------ SUPPLIED MATERIAL ------

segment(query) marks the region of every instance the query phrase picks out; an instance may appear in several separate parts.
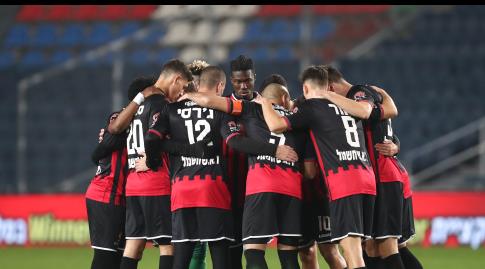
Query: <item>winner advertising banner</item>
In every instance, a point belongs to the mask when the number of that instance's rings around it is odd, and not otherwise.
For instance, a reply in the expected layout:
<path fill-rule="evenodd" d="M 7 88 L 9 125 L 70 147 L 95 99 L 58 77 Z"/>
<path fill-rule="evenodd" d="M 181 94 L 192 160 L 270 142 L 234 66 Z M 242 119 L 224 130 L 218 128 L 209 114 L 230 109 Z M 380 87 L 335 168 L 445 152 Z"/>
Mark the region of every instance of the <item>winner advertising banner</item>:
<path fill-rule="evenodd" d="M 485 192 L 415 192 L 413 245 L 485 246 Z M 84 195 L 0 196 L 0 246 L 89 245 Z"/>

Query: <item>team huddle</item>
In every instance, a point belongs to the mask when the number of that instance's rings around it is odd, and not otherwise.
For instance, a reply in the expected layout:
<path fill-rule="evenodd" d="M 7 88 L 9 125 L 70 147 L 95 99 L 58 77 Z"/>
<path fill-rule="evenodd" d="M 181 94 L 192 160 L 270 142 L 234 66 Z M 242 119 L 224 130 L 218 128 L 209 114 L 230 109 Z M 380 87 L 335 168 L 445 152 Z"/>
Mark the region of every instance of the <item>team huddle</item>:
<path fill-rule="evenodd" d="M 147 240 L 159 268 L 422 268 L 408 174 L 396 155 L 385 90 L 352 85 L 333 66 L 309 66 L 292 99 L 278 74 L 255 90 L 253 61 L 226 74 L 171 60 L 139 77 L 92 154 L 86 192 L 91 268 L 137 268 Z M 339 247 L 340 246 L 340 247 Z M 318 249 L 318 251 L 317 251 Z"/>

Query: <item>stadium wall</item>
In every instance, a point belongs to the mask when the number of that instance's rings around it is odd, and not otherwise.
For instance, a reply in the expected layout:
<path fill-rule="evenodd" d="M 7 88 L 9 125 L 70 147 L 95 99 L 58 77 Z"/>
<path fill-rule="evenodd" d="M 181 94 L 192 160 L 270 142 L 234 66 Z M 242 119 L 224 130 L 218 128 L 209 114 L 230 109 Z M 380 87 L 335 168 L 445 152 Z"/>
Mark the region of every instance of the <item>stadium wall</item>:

------

**TASK DESCRIPTION**
The answer must consist of every line in the records above that contains the word "wall".

**ANSWER AREA**
Query: <item>stadium wall</item>
Mark the region of every instance of the <item>stadium wall</item>:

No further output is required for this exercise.